> [DO THIS]
The entries below should be given again exactly, minus their pictures.

> [GIVEN DATA]
-- BEGIN --

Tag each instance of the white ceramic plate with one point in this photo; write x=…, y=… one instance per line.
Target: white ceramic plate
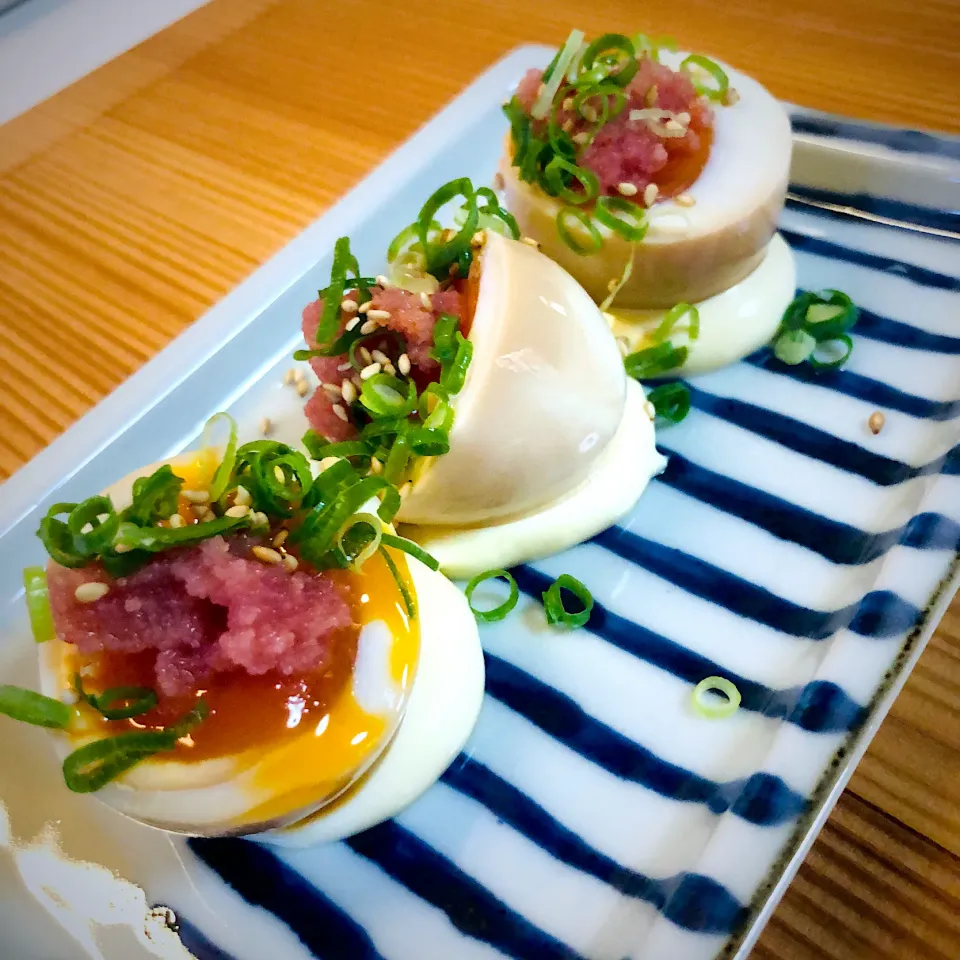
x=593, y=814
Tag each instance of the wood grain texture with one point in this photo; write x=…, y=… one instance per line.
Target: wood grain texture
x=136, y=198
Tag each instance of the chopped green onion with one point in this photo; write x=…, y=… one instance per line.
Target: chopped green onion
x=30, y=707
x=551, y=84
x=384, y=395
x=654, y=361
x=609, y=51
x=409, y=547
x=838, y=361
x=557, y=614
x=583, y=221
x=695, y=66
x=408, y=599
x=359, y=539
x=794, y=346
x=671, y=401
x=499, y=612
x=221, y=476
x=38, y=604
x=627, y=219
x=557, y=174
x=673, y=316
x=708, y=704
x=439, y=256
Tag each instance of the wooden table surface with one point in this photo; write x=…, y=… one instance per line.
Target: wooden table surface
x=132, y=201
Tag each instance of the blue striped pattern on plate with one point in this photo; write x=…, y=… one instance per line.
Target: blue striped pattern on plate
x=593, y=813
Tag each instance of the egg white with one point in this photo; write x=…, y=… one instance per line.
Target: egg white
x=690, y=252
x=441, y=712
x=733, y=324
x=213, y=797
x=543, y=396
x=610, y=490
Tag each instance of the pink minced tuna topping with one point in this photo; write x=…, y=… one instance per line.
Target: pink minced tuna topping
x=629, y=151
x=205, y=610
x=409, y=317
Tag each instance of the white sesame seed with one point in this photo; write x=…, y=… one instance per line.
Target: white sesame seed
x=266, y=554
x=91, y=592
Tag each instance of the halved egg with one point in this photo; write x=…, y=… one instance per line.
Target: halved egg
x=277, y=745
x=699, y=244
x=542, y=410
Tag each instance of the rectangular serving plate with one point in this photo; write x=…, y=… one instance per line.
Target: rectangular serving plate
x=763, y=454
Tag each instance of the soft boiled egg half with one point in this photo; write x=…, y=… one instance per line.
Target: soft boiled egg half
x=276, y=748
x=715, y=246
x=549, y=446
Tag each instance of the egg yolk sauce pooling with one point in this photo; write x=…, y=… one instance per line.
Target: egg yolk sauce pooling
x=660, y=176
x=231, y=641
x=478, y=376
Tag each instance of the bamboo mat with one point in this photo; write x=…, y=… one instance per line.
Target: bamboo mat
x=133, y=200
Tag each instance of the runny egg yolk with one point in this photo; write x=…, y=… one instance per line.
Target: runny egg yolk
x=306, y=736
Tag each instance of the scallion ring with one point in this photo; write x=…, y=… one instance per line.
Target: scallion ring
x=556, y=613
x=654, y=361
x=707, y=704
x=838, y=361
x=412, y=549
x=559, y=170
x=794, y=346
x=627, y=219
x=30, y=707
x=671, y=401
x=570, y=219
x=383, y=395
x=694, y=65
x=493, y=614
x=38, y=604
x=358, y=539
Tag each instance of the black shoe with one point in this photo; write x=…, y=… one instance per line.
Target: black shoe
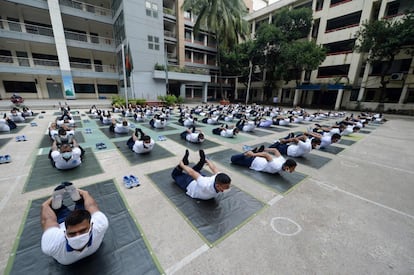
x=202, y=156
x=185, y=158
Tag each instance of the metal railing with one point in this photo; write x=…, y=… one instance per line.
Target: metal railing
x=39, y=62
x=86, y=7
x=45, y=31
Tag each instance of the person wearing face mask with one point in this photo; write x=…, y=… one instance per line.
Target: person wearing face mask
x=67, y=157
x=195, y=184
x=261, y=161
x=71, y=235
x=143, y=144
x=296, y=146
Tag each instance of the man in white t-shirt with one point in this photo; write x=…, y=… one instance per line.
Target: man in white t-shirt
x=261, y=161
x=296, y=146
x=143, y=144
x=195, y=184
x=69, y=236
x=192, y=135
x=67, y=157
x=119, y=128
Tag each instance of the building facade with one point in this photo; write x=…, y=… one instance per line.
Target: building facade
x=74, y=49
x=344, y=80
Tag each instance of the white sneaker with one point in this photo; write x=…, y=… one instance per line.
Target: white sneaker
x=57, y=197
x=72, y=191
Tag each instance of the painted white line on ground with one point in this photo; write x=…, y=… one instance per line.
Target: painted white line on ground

-- END --

> [TASK RESULT]
Tag each instance of the white ceramic plate with one point in this photo; write x=…, y=… one instance per line.
Target: white ceramic plate
x=593, y=814
Tag each instance of the wood grain texture with one point in this photo; write x=…, y=… one instance per line.
Target: wood grain texture
x=136, y=198
Tag each instance of the chopped green onion with one point in this photo; write x=…, y=… one instance per line.
Target: chopped green onion
x=30, y=707
x=551, y=84
x=384, y=395
x=654, y=361
x=609, y=51
x=409, y=547
x=838, y=361
x=557, y=614
x=583, y=221
x=695, y=66
x=408, y=599
x=359, y=539
x=794, y=346
x=671, y=401
x=499, y=612
x=221, y=476
x=38, y=604
x=627, y=219
x=557, y=174
x=673, y=316
x=708, y=704
x=439, y=256
Tag each instance of the wooden table surface with one point in this photo; write x=…, y=… one instance per line.
Target: wooden table surface
x=132, y=201
Tag each instance of the blue striped pattern on plate with one point in this photo; write x=…, y=… one instance per line.
Target: blue striped pattern on plate
x=593, y=813
Tag each instance of the egg white with one point in this photo; write x=…, y=… one instance per line.
Target: egg white
x=690, y=252
x=441, y=712
x=733, y=324
x=213, y=797
x=543, y=396
x=610, y=490
Tag each instance of the pink minced tuna topping with one point in this photo; write x=…, y=… one instance per line.
Target: pink minced tuna topping
x=629, y=151
x=205, y=610
x=409, y=317
Tag each instance of the white sesame seed with one point in this photo; write x=…, y=… one instance per line.
Target: white sesame seed
x=266, y=554
x=91, y=592
Tag each instance of the halved egg with one point in this photo; write x=…, y=… one instance per line.
Target: halved egg
x=277, y=745
x=699, y=244
x=542, y=410
Tag each instance of the rectangular serving plate with one point in this photo; write x=…, y=… one instance per line.
Target: rectangular serving plate
x=763, y=454
Tag each instance of the soft boiled egg half with one point in this photo; write x=…, y=… one instance per line.
Target: soft boiled egg half
x=276, y=748
x=715, y=246
x=549, y=446
Tag each instance of the egg yolk sauce pooling with one point in this photo; write x=…, y=… one instance per line.
Target: egg yolk sauce pooling
x=660, y=176
x=231, y=641
x=478, y=376
Tag each instance of the bamboo mat with one point in this photo; write x=…, y=… one instance per line.
Target: bamboo mat
x=133, y=200
Tag each instance of the runny egg yolk with one point in this photo; write x=…, y=… one instance per line.
Target: runny egg yolk
x=306, y=736
Tag each instance of the scallion ring with one point in this photo; write x=…, y=… one instance per line.
Target: scallion ring
x=556, y=613
x=654, y=361
x=707, y=704
x=838, y=361
x=412, y=549
x=559, y=170
x=794, y=346
x=627, y=219
x=30, y=707
x=671, y=401
x=570, y=219
x=383, y=395
x=694, y=65
x=493, y=614
x=38, y=604
x=358, y=539
Tag each instance of the black shoe with one point in this photo; write x=…, y=… one instance per line.
Target: black shoe
x=202, y=156
x=185, y=158
Tag each instance of the metal railing with one point in this photo; write x=…, y=… one instance per line.
Target: metal railing
x=39, y=62
x=86, y=7
x=45, y=31
Tag each instance of the person wearing face mask with one point in this photo; write x=…, y=… one instance per line.
Target: person wearing face mask
x=67, y=157
x=195, y=184
x=261, y=161
x=71, y=235
x=143, y=144
x=296, y=146
Tag each instance of the man in white t-shirt with one point in this photo; write x=…, y=… one instance per line.
Target: man in white t-shirt
x=261, y=161
x=296, y=146
x=143, y=144
x=195, y=184
x=69, y=236
x=192, y=135
x=67, y=157
x=119, y=128
Tag each instance of the building facade with one point in this photo; write x=…, y=… one instance per line.
Target: building facade
x=74, y=49
x=344, y=80
Tag each instance of the white sneaker with one point in this photo; write x=…, y=… one instance per line.
Target: white sneaker
x=57, y=197
x=72, y=191
Tag each instance of the painted white line on ground with one point in this photo; write x=…, y=… one instance per line.
Target: painted white line on ground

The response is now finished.